RECORDS TO PROCESS:
****************
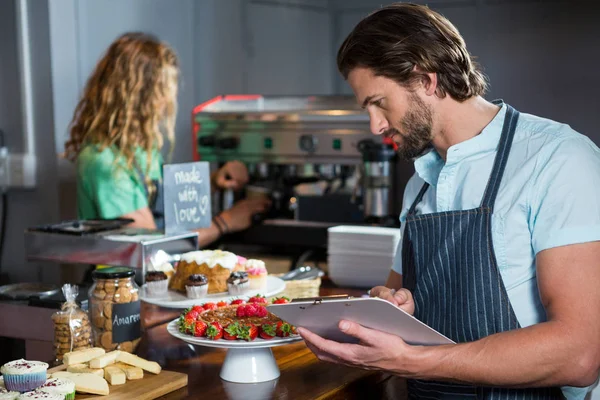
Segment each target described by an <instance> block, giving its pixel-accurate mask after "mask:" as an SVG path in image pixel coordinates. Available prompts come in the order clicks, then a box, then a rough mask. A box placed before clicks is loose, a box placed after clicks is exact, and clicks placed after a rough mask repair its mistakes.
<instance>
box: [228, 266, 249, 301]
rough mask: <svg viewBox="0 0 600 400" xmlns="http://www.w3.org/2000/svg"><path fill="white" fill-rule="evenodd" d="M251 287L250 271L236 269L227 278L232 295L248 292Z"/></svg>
mask: <svg viewBox="0 0 600 400" xmlns="http://www.w3.org/2000/svg"><path fill="white" fill-rule="evenodd" d="M249 289H250V282H249V280H248V273H247V272H245V271H234V272H232V273H231V275H230V276H229V278H227V290H228V291H229V294H230V295H232V296H239V295H241V294H244V293H247V292H248V290H249Z"/></svg>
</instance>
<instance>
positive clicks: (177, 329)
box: [167, 319, 302, 349]
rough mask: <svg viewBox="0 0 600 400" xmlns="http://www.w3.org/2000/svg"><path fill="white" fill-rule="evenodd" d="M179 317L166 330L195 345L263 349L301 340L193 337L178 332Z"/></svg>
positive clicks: (285, 337) (299, 335)
mask: <svg viewBox="0 0 600 400" xmlns="http://www.w3.org/2000/svg"><path fill="white" fill-rule="evenodd" d="M178 320H179V319H176V320H173V321H171V322H170V323H169V325H167V331H168V332H169V333H170V334H171V335H173V336H175V337H176V338H177V339H181V340H183V341H185V342H188V343H191V344H195V345H197V346H206V347H218V348H220V349H263V348H267V347H275V346H282V345H284V344H289V343H294V342H298V341H300V340H302V337H301V336H300V335H295V336H288V337H285V338H280V337H274V338H273V339H269V340H265V339H261V338H256V339H254V340H253V341H251V342H247V341H245V340H225V339H219V340H210V339H206V338H201V337H195V336H191V335H186V334H184V333H181V332H179V330H178V329H177V321H178Z"/></svg>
****************
WHAT YOU NEED TO DO: Reproduce every entry word for word, but skip any pictures.

ANSWER SECTION:
Segment each target described by an <instance> block, giving its pixel-accurate mask after "mask:" as an SVG path in image pixel coordinates. Available prompts come in the order clicks, then a box, then a rough mask. A box placed before clicks is loose, a box placed after clicks is exact, and clicks placed after a rough mask repair its mistakes.
<instance>
box: [228, 266, 249, 301]
rough mask: <svg viewBox="0 0 600 400" xmlns="http://www.w3.org/2000/svg"><path fill="white" fill-rule="evenodd" d="M251 287L250 271L236 269L227 278L232 295L248 292Z"/></svg>
mask: <svg viewBox="0 0 600 400" xmlns="http://www.w3.org/2000/svg"><path fill="white" fill-rule="evenodd" d="M249 289H250V282H249V280H248V273H247V272H245V271H234V272H232V273H231V275H230V276H229V278H227V290H228V291H229V294H230V295H232V296H239V295H241V294H244V293H247V292H248V290H249Z"/></svg>
</instance>
<instance>
positive clicks: (177, 329)
box: [167, 319, 302, 349]
rough mask: <svg viewBox="0 0 600 400" xmlns="http://www.w3.org/2000/svg"><path fill="white" fill-rule="evenodd" d="M179 317L166 330L195 345L263 349L301 340L193 337L178 332Z"/></svg>
positive clicks: (285, 337) (299, 335)
mask: <svg viewBox="0 0 600 400" xmlns="http://www.w3.org/2000/svg"><path fill="white" fill-rule="evenodd" d="M178 320H179V319H176V320H173V321H171V322H170V323H169V325H167V331H168V332H169V333H170V334H171V335H173V336H175V337H176V338H177V339H181V340H183V341H185V342H188V343H191V344H195V345H197V346H206V347H218V348H220V349H263V348H267V347H275V346H282V345H284V344H289V343H294V342H298V341H300V340H302V337H301V336H300V335H295V336H288V337H285V338H280V337H274V338H273V339H269V340H265V339H261V338H256V339H254V340H253V341H251V342H247V341H245V340H225V339H219V340H210V339H206V338H201V337H195V336H191V335H186V334H184V333H181V332H179V330H178V329H177V321H178Z"/></svg>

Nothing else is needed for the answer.